### Source material
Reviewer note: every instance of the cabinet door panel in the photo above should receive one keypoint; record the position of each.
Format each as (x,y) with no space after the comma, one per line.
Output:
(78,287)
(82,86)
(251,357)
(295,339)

### Task instructions
Each line from the one containing "Format each as" through the last line of the entries is to be copied exactly, with no other lines added.

### Answer below
Format each as (x,y) with no space after the comma, one per line.
Output:
(78,287)
(82,86)
(251,357)
(295,339)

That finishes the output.